Saved entries:

┄┄┄┄┄┄

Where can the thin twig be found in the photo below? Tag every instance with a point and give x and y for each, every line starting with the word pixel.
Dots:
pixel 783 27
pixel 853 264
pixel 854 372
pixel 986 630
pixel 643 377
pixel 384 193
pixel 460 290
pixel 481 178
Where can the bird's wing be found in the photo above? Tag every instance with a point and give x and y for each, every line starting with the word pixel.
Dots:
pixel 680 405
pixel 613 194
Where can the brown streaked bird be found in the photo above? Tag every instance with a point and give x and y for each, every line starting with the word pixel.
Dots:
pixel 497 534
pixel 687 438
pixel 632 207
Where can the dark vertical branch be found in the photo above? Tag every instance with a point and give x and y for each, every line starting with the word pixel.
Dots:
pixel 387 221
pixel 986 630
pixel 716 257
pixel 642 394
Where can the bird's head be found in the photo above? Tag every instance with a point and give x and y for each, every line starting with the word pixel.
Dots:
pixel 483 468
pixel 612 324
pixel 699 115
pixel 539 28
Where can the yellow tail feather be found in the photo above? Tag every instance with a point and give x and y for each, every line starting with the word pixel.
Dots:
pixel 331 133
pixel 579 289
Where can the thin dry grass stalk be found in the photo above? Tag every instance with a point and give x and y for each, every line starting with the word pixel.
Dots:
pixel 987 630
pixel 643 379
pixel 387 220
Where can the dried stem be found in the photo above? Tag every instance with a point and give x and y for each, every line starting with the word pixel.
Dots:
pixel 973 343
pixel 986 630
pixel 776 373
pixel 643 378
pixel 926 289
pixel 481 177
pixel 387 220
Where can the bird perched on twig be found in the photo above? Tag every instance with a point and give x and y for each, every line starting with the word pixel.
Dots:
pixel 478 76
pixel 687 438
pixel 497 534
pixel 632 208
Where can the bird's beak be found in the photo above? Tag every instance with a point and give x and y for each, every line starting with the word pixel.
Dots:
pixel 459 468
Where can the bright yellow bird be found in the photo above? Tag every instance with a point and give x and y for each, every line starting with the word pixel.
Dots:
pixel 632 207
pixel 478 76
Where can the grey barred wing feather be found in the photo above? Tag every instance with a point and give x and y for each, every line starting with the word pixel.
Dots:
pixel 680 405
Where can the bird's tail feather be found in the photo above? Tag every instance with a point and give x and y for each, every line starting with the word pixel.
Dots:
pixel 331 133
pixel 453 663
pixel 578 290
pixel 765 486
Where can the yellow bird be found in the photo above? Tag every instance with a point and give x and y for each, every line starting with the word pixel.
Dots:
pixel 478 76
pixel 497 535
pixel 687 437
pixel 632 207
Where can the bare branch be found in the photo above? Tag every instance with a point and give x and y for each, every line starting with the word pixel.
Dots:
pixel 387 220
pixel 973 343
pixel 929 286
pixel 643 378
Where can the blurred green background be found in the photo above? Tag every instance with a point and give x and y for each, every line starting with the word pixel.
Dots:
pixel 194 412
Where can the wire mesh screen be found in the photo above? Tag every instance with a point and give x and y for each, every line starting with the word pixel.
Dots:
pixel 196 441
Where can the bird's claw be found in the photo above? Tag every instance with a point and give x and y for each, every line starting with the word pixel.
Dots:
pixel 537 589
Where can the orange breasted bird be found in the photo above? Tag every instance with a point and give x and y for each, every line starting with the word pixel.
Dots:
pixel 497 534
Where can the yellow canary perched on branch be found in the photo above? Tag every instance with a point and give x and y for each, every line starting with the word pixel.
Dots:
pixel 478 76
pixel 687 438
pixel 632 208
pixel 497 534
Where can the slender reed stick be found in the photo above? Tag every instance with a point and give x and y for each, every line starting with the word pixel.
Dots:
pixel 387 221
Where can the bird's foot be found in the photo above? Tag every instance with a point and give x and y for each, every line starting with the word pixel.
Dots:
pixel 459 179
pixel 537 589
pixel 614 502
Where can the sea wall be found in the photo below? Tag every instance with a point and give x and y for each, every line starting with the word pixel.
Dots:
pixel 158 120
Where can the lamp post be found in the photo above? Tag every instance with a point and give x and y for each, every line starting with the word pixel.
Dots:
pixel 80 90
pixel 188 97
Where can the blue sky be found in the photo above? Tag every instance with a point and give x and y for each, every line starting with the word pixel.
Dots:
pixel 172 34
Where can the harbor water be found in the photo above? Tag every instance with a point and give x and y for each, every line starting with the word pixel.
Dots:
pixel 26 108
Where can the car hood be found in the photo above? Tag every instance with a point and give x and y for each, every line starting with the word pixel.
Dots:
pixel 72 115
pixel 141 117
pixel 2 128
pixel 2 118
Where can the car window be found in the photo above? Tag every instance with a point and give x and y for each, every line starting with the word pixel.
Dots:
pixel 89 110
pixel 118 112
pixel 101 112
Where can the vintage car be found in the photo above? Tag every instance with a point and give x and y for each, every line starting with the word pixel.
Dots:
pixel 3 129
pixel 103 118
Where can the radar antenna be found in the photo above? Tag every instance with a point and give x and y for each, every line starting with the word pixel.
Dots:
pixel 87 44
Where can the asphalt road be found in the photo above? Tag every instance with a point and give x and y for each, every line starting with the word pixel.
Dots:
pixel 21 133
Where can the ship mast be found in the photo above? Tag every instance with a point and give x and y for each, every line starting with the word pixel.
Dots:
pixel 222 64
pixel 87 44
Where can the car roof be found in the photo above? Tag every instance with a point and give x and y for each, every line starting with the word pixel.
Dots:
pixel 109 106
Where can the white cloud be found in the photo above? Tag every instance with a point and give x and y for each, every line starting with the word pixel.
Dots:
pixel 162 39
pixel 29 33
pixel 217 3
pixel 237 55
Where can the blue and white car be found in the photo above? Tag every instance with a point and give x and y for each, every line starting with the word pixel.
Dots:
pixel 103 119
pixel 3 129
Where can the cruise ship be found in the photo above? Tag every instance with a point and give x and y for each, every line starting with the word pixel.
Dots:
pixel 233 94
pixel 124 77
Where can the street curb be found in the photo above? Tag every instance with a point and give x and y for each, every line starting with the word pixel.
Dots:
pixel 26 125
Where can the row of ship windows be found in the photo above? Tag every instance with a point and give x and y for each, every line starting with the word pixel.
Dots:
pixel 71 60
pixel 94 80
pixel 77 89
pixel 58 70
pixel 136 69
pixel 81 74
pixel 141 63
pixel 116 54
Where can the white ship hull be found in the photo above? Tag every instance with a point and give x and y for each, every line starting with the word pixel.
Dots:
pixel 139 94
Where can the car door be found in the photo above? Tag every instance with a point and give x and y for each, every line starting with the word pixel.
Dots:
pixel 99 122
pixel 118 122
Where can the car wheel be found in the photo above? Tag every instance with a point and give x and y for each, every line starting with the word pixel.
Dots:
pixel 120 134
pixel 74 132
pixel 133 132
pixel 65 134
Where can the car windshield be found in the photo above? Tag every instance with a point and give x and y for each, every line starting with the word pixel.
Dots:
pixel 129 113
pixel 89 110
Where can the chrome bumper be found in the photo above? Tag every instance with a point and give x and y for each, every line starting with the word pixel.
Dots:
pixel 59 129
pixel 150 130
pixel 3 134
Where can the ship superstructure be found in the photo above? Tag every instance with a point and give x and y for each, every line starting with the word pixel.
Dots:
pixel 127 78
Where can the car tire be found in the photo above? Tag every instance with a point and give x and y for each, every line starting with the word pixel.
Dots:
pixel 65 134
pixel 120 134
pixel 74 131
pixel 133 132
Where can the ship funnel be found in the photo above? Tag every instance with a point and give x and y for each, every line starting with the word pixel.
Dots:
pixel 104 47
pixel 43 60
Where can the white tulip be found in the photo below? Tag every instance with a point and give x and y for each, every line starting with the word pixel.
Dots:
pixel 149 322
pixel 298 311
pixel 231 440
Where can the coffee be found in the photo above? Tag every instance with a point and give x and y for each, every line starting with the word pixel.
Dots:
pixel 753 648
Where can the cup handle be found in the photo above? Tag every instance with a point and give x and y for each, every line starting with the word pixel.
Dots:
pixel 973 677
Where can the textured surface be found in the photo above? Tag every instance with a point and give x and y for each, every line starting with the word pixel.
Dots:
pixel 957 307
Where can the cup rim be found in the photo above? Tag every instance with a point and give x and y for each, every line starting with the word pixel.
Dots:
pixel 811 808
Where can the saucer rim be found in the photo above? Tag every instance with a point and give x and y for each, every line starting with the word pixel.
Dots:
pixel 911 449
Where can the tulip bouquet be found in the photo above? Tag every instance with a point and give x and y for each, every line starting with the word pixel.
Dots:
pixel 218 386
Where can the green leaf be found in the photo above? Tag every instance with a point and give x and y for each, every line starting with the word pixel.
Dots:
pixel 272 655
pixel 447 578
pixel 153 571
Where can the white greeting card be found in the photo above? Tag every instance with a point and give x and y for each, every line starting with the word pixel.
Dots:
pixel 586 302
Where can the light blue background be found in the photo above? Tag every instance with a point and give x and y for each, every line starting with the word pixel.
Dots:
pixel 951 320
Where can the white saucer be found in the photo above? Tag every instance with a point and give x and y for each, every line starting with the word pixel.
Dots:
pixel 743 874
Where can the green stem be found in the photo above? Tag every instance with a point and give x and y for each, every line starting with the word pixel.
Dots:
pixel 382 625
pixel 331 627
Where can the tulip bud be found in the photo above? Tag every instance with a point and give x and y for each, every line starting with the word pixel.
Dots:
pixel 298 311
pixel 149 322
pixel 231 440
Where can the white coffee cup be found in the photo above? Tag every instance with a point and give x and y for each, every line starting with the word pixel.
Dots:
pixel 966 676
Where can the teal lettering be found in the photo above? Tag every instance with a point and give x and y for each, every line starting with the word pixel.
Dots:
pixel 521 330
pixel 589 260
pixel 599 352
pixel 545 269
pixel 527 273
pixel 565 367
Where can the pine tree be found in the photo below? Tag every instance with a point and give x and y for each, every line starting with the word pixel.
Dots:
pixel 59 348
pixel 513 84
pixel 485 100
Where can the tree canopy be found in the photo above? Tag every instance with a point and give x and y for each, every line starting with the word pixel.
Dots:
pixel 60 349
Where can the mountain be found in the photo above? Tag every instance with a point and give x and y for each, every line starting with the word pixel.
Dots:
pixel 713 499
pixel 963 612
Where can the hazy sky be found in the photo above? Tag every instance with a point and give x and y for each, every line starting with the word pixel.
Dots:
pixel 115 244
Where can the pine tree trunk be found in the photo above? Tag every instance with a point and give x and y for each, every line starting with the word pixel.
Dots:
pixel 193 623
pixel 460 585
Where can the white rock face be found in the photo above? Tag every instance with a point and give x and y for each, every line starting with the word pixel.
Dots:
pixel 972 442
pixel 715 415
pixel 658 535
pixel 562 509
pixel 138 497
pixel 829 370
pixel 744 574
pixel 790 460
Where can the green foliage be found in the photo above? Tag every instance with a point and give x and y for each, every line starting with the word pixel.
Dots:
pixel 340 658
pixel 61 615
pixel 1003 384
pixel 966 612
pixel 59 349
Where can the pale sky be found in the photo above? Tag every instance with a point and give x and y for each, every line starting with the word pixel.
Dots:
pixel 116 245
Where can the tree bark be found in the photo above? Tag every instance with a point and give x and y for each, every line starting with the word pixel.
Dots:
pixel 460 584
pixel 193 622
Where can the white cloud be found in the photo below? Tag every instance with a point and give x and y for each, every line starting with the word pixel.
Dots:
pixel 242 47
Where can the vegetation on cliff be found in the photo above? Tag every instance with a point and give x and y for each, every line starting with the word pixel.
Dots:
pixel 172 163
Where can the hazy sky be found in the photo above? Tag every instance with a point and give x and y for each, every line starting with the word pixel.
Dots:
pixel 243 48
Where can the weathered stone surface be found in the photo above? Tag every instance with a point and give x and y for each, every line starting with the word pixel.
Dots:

┄┄┄┄┄┄

WHAT IS ASKED: Recast the rows above, between the lines holding "Where can the car tire" and "pixel 911 449", inclusive, as a JSON list of strings with one string per line and blank lines omitted.

TASK OUTPUT:
[
  "Where can the car tire be found in the photo above? Tag every instance with a point and give x and y for each, every line starting with the word pixel.",
  "Dots:",
  "pixel 65 134",
  "pixel 120 134",
  "pixel 74 131",
  "pixel 133 132",
  "Where can the ship funnel be found in the photo above? Tag every instance with a point and give x and y for each, every line starting with the word pixel.",
  "Dots:",
  "pixel 104 47",
  "pixel 43 60",
  "Where can the white tulip be found in the photo below? Tag every instance with a point and give x and y for each, every line starting with the word pixel.",
  "Dots:",
  "pixel 149 322",
  "pixel 298 311",
  "pixel 231 440",
  "Where can the coffee be found in the photo above? Tag every instance with a point and give x and y for each, every line starting with the word pixel.",
  "Dots:",
  "pixel 753 648",
  "Where can the cup handle be found in the photo above? Tag every instance with a point and give x and y for each, every line starting with the word pixel.",
  "Dots:",
  "pixel 973 677",
  "Where can the textured surface be found in the photo above? Tag every instance with a point and give x and y for each, every line starting with the word pixel.",
  "Dots:",
  "pixel 957 307",
  "Where can the cup rim be found in the photo above? Tag every instance with a point and give x and y for each, every line starting with the word pixel.",
  "Dots:",
  "pixel 811 808",
  "Where can the saucer rim be found in the photo above? Tag every instance with a point and give x and y for each, every line starting with the word pixel.",
  "Dots:",
  "pixel 911 449"
]